--- Supplied passage Enclosed Below ---

A review by bookmarish
Saving Max by Antoinette van Heugten

2.0

I read this book for a book club, and I almost gave up on it after only a few pages. The author assaults the reader with cliches and drippy metaphors ("Marianne brightens like a rainbow after rain"). I felt like the author's writing style hindered the story. The fact that she was a lawyer comes through at certain parts in the book, which are the better parts. The fact that she is also the mother of children with autism gave her credibility where her writing didn't.

Injected into the story is the inevitable love interest, with all the predictable and saccharine qualities that go with this kind of writing ("Love is a blue jolt that crackles between them"). The real inventiveness in the story was Marianne's disturbing "creation" of mental illness where it hadn't been before. Also, the character Doaks seemed the most believable (and likeable) and kept the story a little more grounded than it might have been without him.

--- End of Enclosed Supplied passage ---

### Exercises
a) Reproduce the passage of the review of Saving Max that begins with "Injected into the" and ends with "been without him.".
b) Answer these questions about the review of Saving Max, one per line:
(i) Why did the reviewer read the book?
(ii) What profession of the author comes through in certain parts of the book?
(iii) Which character seemed the most believable to the reviewer?

--- Dataset excerpts Enclosed Below ---

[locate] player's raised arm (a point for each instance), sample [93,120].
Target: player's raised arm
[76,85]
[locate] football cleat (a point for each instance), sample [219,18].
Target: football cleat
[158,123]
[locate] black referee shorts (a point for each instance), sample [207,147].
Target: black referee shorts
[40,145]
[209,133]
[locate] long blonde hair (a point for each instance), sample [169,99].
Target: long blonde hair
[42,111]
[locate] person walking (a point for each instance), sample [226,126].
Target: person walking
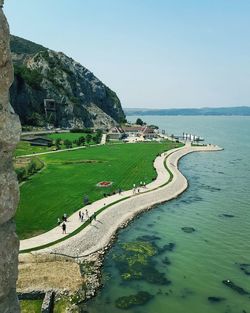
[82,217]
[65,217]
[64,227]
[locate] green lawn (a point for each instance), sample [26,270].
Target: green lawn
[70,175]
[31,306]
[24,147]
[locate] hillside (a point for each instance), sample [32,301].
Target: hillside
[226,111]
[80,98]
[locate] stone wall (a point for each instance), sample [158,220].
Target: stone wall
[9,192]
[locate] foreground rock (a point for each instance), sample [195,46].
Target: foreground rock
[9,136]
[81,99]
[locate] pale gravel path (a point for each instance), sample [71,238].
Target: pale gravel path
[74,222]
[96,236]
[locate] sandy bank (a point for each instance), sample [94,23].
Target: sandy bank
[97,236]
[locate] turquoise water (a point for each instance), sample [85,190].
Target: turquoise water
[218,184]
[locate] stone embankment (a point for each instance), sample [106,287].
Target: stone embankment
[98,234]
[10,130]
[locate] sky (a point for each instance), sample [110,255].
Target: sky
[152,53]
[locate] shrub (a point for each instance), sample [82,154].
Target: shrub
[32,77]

--- End of Enclosed Dataset excerpts ---
--- Dataset excerpts Enclosed Below ---

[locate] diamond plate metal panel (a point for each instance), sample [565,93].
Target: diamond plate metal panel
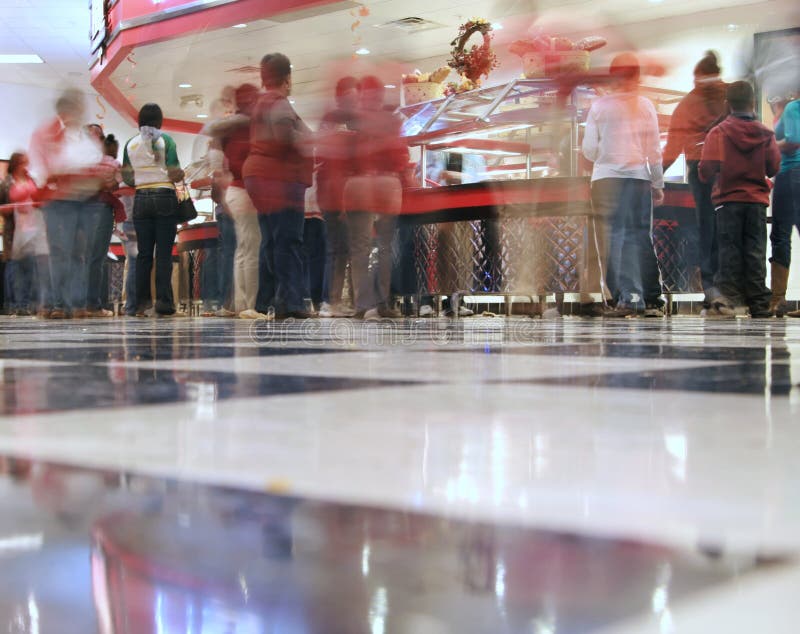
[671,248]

--- End of Enclosed Dataset excerpts ---

### Solved tasks
a)
Injected into the story is the inevitable love interest, with all the predictable and saccharine qualities that go with this kind of writing ("Love is a blue jolt that crackles between them"). The real inventiveness in the story was Marianne's disturbing "creation" of mental illness where it hadn't been before. Also, the character Doaks seemed the most believable (and likeable) and kept the story a little more grounded than it might have been without him.

b)
(i) For a book club.
(ii) Lawyer.
(iii) Doaks.